● **What is asked**: Please turn the data below into a JSON list of strings, one string per line, skipping blank lines and leaving out the pictures.

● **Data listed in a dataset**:
--
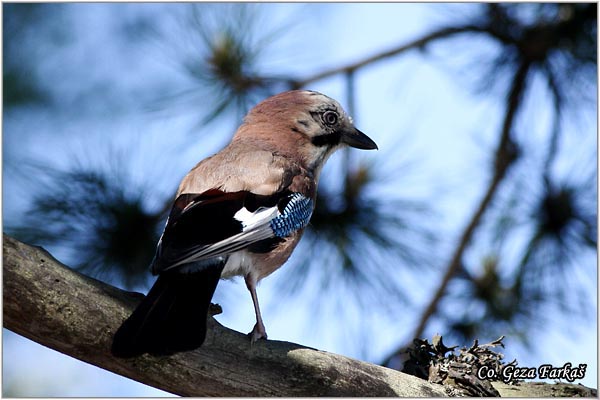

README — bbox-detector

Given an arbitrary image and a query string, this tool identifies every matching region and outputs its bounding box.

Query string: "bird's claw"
[248,322,267,344]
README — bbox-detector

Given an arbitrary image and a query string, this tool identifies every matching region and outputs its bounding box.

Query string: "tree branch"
[383,61,531,365]
[3,235,446,397]
[289,25,485,88]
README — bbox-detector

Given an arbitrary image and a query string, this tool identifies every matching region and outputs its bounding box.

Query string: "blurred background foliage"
[3,3,597,396]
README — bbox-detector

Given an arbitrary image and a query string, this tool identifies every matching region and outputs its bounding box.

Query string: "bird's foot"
[248,322,267,344]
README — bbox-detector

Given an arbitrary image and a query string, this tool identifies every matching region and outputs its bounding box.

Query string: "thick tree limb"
[3,235,446,397]
[3,235,597,397]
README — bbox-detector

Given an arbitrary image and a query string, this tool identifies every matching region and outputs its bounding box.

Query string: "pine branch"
[3,235,445,397]
[383,62,531,365]
[289,25,485,88]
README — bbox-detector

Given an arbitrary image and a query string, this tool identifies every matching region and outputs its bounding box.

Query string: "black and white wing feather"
[152,189,314,274]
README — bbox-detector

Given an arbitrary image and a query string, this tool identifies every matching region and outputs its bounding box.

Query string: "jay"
[112,90,377,357]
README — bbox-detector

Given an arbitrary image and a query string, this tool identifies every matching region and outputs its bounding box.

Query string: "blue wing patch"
[270,193,313,238]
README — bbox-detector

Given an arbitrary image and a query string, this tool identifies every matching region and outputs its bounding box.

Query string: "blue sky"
[3,3,597,396]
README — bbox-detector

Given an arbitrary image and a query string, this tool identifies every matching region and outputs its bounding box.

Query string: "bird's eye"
[323,111,338,125]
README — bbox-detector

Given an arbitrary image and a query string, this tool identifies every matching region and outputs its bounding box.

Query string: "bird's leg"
[244,275,267,343]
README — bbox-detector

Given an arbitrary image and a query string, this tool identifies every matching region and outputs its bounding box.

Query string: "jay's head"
[234,90,377,170]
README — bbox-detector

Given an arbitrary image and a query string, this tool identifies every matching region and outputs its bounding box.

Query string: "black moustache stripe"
[310,132,342,147]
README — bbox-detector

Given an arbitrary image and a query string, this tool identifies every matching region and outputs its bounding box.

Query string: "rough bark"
[3,235,445,397]
[3,235,596,397]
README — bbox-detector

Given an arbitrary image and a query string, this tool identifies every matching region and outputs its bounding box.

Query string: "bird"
[111,90,378,358]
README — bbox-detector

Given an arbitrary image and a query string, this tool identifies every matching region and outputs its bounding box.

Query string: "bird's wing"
[152,189,314,274]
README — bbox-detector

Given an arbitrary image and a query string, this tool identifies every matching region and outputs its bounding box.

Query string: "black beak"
[341,127,379,150]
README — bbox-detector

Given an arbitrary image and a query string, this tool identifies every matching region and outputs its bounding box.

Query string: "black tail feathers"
[111,266,223,357]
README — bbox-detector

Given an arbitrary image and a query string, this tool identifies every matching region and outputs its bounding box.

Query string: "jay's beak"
[341,127,379,150]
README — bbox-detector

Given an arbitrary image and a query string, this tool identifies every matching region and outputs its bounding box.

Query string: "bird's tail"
[111,266,222,357]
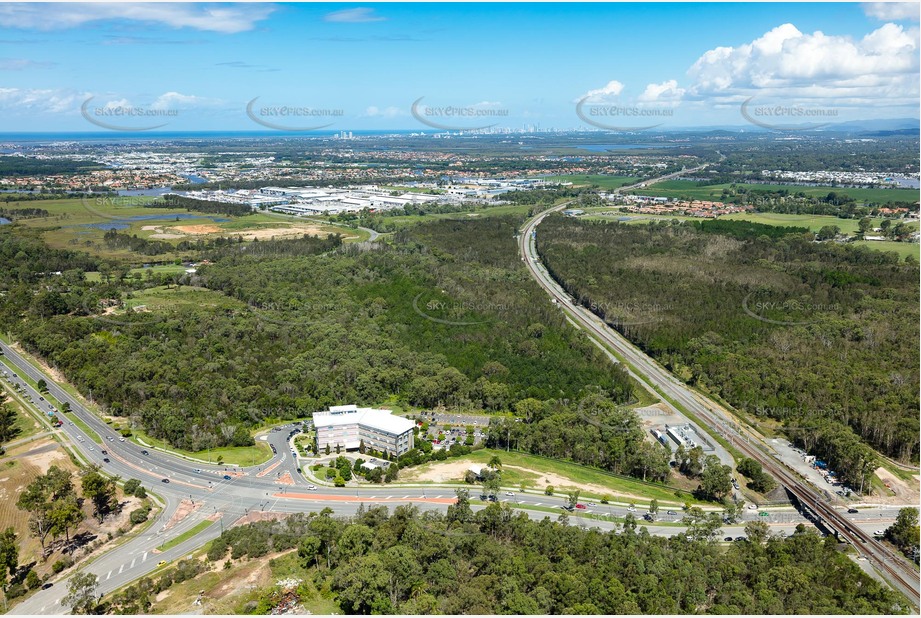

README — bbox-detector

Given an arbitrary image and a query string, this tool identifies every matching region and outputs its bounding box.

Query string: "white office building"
[313,405,415,455]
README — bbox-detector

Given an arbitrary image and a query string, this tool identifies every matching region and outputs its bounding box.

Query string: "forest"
[108,498,909,615]
[538,216,919,489]
[0,217,648,476]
--
● **Finished exercise**:
[
  "README — bbox-detector",
  "Given an arbitrary image and a query string, this tool identifies every matching region and outputs its bounding box.",
  "Query string: \"bird's claw\"",
  "[248,322,267,344]",
  "README — bbox-detector",
  "Given an arbitrary image and a query string, this tool identifies every matching region and outputs its bounding box.",
  "Query string: \"tree branch\"",
  "[383,61,531,365]",
  "[3,235,446,397]",
  "[289,25,485,88]",
  "README — bbox-detector",
  "Given an arbitrary image and a query string, this tool identifies every matching region and outputs its bounding box.",
  "Query string: \"blurred background foliage\"",
  "[3,3,597,396]",
  "README — bbox-detector",
  "Given an arbitrary image and a query string, this tool identifies every matching region and outputs its bounding box.",
  "Query string: \"bird's foot\"",
  "[248,322,267,344]",
  "README — bbox-detector",
  "Given an arbitrary image and a query string, this tool identifies every matching region and outputs its bounding box.",
  "Query string: \"thick tree limb\"",
  "[3,235,446,397]",
  "[3,235,597,397]",
  "README — bbox-detector",
  "Given an arbitrary image and a query string, this tool identifies every matching region and outputs its bounding box.",
  "Query string: \"pine branch\"",
  "[3,235,445,397]",
  "[383,62,531,365]",
  "[289,25,485,88]",
  "README — bbox-detector",
  "Given an arbitrary image and a query string, this tool identifies every matching region and outputs its bounding box.",
  "Query string: \"black and white wing feather\"",
  "[152,189,314,274]",
  "README — bbox-detector",
  "Given an arbitrary image and a query string, this tool identifies every matching region and outputs its bounding box.",
  "Query string: \"jay\"",
  "[112,90,377,357]",
  "README — bbox-detector",
  "Given an arbitrary image and a query string, this tool identifies every matching region and outputs its bounding box.",
  "Query string: \"blue wing patch\"",
  "[270,193,313,238]",
  "README — bbox-detector",
  "Given an arbitrary image and a query string, this tool identifies every matching region and outputs its bounding box.",
  "Query string: \"blue sky\"",
  "[3,3,597,396]",
  "README — bbox-detector",
  "Given an arbitrary image and a query string, this tool identifies every matching region and outputs its bounding box.",
  "Query string: \"bird's eye\"",
  "[323,111,338,125]",
  "README — bbox-detector",
  "Given an arbitrary image and a query string, this tool identifies every matching region and outputs its bounding box.",
  "Query string: \"bird's leg\"",
  "[244,275,267,343]",
  "README — bbox-detector",
  "Given an arbitrary image and a query string, this tool identifies every matching region and outputs its bounding box.",
  "Query string: \"jay's head\"",
  "[234,90,377,170]",
  "README — bbox-detector",
  "Given an arbitrary image and a query string, this tool identifies every matching region and outputs its bounding box.",
  "Query string: \"black moustache stripe\"",
  "[310,132,342,147]",
  "README — bbox-detector",
  "Given an arbitrary image and a query string, this tool identifies every matching region and outputs its bounding box.",
  "Query string: \"rough bark\"",
  "[3,235,445,397]",
  "[3,235,596,397]",
  "README — bbox-detector",
  "Given an arbitrary image and a query string, this tool identifies every matching region and outputs its bounding box.",
  "Query string: \"bird\"",
  "[111,90,378,358]",
  "README — bbox-detector",
  "Given an arbitrary image and a query string, this tool identifies every matching region and outputs its bounding box.",
  "Query string: \"bird's wing\"",
  "[152,189,314,274]",
  "README — bbox-detector",
  "Given an arbitrary image and a query string, this tool identifies every matching region and outputs its bounding box.",
  "Query string: \"black beak\"",
  "[341,127,379,150]",
  "README — bbox-detector",
  "Given an arbitrary image and a query string, this tool identifies every matching region and outputs its bounding box.",
  "Query string: \"black tail feathers\"",
  "[111,266,223,357]",
  "README — bbox-detector",
  "Given an arbitrary image and a query string, this tool identifies every matching region and outputs its bounding box.",
  "Query string: \"jay's beak\"",
  "[341,127,379,150]",
  "README — bbox-detector",
  "Given an arbitrary image and a query string, this tool identifies every matching region and outputs its bounding box.",
  "Query string: \"bird's tail\"",
  "[111,266,222,357]",
  "README — bbox-detector",
  "Given an arbitrary image and a query string, this tool identifies every matching region and outputs its bounding box.",
  "Query string: \"white office building\"",
  "[313,405,415,455]",
  "README — bbox-detector",
  "Given an arbitrary image and a query string, this tool identifies every matching region and outputs its bounding box.",
  "Query string: \"forest\"",
  "[108,498,909,615]",
  "[538,216,919,489]",
  "[0,217,648,476]"
]